'''

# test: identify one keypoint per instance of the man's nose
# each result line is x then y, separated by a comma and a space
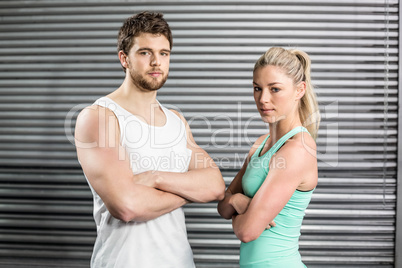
155, 61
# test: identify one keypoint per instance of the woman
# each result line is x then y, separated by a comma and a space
275, 184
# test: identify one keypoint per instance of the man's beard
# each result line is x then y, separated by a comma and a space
145, 84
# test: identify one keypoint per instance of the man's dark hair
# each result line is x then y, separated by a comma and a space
144, 22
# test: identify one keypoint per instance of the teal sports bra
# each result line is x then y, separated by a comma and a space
258, 167
277, 247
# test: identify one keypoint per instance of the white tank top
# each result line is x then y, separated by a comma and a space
157, 243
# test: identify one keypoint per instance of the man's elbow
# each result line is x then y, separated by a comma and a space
219, 189
126, 213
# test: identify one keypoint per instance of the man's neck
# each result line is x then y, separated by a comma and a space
132, 98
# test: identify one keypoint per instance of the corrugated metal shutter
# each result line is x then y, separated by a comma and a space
58, 56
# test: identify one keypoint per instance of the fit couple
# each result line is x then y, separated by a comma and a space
138, 201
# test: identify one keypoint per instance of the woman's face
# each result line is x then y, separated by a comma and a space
275, 94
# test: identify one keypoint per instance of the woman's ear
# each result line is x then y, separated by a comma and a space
300, 90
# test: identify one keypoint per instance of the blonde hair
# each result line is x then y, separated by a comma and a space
296, 65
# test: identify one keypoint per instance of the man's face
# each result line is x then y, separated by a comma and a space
148, 61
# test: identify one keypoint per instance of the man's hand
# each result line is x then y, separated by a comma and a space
240, 203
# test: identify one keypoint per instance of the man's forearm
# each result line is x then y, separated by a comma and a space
145, 203
198, 185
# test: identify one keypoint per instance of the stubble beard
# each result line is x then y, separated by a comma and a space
147, 84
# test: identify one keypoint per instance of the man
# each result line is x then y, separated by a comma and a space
140, 159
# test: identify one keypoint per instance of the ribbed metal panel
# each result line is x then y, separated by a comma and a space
58, 56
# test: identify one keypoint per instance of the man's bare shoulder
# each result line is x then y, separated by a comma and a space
92, 119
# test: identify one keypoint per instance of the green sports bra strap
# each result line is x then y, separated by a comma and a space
285, 137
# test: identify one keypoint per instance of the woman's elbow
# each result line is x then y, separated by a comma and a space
246, 236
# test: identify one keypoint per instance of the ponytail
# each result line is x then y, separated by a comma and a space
297, 65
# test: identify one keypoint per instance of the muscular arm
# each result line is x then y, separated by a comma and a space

'''

> [STATED TASK]
Lay out every line of the material above as a numbered list, skipping any blank lines and leaving out the pictures.

> [IN RESPONSE]
1. # test: identify one keypoint per instance of the man's nose
2. # each result line is x then y, separated by a comma and a space
3. 155, 61
4. # test: identify one keypoint per instance of the woman
5. # each result line is x then y, separated by a comma and a space
6. 275, 184
7. # test: identify one keypoint per instance of the man's beard
8. # each result line is x then y, separated by a comma and a space
9. 145, 84
10. # test: identify one keypoint per instance of the man's dark hair
11. # each result line is x then y, separated by a comma and a space
12. 144, 22
13. # test: identify one keypoint per instance of the teal sports bra
14. # each result line is x then y, separated by a comma and a space
15. 258, 167
16. 277, 247
17. # test: identify one keypoint per instance of the white tank top
18. # each result line is x then y, separated by a comma and a space
19. 157, 243
20. # test: identify one keypoint per instance of the man's elbow
21. # each result line is x then y, separated by a comma and a space
22. 219, 189
23. 126, 213
24. # test: identify one keypoint per instance of the man's neck
25. # each result line is x then y, separated by a comma and a space
26. 132, 98
27. # test: identify one keypoint per instance of the corrugated metal shutter
28. # each result line is x then y, separated by a comma and a space
29. 58, 56
30. # test: identify one keypoint per instance of the fit couple
31. # each result line is x then y, separated by a comma and a space
32. 138, 201
33. # test: identify one keypoint per instance of the woman's face
34. # each result line is x then y, separated by a comma and a space
35. 275, 94
36. # test: identify one keypoint per instance of the woman's ear
37. # each result line is x then y, separated by a comma and a space
38. 300, 90
39. # test: identify one keypoint per instance of the blonde hair
40. # each result line is x then y, separated by a comma and a space
41. 296, 65
42. # test: identify one keypoint per instance of the man's face
43. # each result line is x then y, separated by a comma and a space
44. 148, 61
45. # test: identify one keypoint per instance of the man's hand
46. # each result line is x then y, separated by a comma and a space
47. 240, 203
48. # test: identify one keypoint per instance of the man's forearm
49. # each result line is x then y, separated by a comma and a space
50. 145, 203
51. 198, 185
52. # test: identify one keypoint per instance of the stubble beard
53. # each result line is x then y, separated by a comma and a space
54. 147, 84
55. # test: identify one keypoint per instance of the man
56. # each result line is x then y, separated by a comma and a space
57. 140, 159
58. # test: identify one keypoint per instance of the ribbed metal panel
59. # each result line is x then y, separated by a comma and a space
60. 58, 56
61. # test: identify one keypoint per instance of the man's bare shoulder
62. # each result line is x then y, separated by a comma and a space
63. 92, 119
64. # test: identify one keypoint per instance of the green sports bra strap
65. # each result line is x then y, separated by a comma and a space
66. 285, 137
67. # test: identify one keypoint per instance of the woman's elbow
68. # each result line is x then y, separated by a comma and a space
69. 246, 236
70. # test: identify one keypoint per instance of the ponytail
71. # each result line is x then y, separated by a comma and a space
72. 297, 65
73. # test: identify one keypoint per instance of the muscular arm
74. # each result line is x then y, separated by a comma and a space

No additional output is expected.